Work order →
Copy out all of the entries exactly as they appear.

· · · · ·

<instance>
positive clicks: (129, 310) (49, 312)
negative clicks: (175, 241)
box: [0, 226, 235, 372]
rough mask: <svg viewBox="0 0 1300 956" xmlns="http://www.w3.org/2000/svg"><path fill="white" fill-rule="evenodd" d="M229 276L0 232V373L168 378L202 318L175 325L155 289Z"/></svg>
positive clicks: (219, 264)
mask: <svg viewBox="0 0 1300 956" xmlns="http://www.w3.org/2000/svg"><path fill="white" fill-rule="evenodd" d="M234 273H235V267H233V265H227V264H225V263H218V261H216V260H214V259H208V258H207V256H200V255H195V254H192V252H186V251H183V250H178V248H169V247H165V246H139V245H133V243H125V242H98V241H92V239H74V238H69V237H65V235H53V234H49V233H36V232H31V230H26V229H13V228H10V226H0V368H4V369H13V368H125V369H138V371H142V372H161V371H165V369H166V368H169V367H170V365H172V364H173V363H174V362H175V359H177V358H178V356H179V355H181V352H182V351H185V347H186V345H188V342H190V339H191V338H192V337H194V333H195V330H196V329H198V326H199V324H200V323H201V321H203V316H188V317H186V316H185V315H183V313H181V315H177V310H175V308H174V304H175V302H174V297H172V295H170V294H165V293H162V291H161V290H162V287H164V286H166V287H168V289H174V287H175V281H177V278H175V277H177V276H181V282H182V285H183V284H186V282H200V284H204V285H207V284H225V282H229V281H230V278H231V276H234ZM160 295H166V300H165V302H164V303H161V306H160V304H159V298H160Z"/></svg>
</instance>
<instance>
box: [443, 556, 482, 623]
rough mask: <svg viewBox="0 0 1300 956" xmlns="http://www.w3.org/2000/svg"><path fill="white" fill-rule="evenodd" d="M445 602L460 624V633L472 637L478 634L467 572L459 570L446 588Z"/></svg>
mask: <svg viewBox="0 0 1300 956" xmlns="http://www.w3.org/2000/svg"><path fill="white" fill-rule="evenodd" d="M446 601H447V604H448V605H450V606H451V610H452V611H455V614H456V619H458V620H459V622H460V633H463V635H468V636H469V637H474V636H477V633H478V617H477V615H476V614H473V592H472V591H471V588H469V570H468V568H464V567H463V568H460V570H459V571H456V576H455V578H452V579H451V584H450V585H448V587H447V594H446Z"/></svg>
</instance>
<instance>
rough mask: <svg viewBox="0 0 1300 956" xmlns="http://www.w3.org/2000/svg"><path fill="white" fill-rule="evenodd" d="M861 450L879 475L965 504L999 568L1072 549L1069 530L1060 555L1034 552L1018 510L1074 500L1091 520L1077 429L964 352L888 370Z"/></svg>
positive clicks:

· · · · ·

Solution for this problem →
<instance>
positive clicks: (129, 310) (49, 312)
negative clicks: (175, 241)
box: [0, 226, 235, 372]
rough mask: <svg viewBox="0 0 1300 956" xmlns="http://www.w3.org/2000/svg"><path fill="white" fill-rule="evenodd" d="M229 276L0 232V373L168 378L202 318L175 325L155 289Z"/></svg>
positive clicks: (219, 264)
mask: <svg viewBox="0 0 1300 956" xmlns="http://www.w3.org/2000/svg"><path fill="white" fill-rule="evenodd" d="M234 273H235V267H233V265H227V264H225V263H218V261H216V260H214V259H208V258H207V256H200V255H195V254H192V252H186V251H183V250H178V248H169V247H165V246H139V245H133V243H125V242H98V241H92V239H74V238H69V237H65V235H53V234H49V233H36V232H31V230H26V229H13V228H10V226H0V368H4V369H13V368H125V369H138V371H142V372H161V371H165V369H166V368H169V367H170V365H172V364H173V363H174V362H175V359H177V358H178V356H179V355H181V352H182V351H185V347H186V345H188V342H190V339H191V338H192V337H194V333H195V330H196V329H198V326H199V324H200V323H201V321H203V316H188V317H186V316H185V315H183V313H181V315H177V310H175V308H174V304H175V302H174V297H172V295H170V294H165V293H162V291H161V290H162V287H164V286H166V287H168V289H174V287H175V281H177V278H175V277H177V276H181V282H182V285H183V284H186V282H200V284H204V285H207V284H225V282H229V281H230V278H231V276H234ZM160 295H166V300H165V302H164V303H161V306H160V304H159V298H160Z"/></svg>
</instance>
<instance>
box: [443, 556, 482, 623]
rough mask: <svg viewBox="0 0 1300 956" xmlns="http://www.w3.org/2000/svg"><path fill="white" fill-rule="evenodd" d="M445 602L460 624V633L472 637L478 634L467 572L459 570L446 588Z"/></svg>
mask: <svg viewBox="0 0 1300 956" xmlns="http://www.w3.org/2000/svg"><path fill="white" fill-rule="evenodd" d="M446 601H447V604H448V605H450V606H451V610H452V611H455V614H456V619H458V620H459V622H460V633H463V635H468V636H469V637H474V636H477V633H478V617H477V615H476V614H473V592H472V591H471V588H469V570H468V568H464V567H463V568H460V570H459V571H456V576H455V578H452V579H451V584H450V585H448V587H447V594H446Z"/></svg>
</instance>
<instance>
rough mask: <svg viewBox="0 0 1300 956" xmlns="http://www.w3.org/2000/svg"><path fill="white" fill-rule="evenodd" d="M861 450L879 475L965 504L999 568L1072 549L1069 530L1060 555L1034 552L1018 510L1074 500L1091 520L1077 429L964 352L888 370Z"/></svg>
positive clicks:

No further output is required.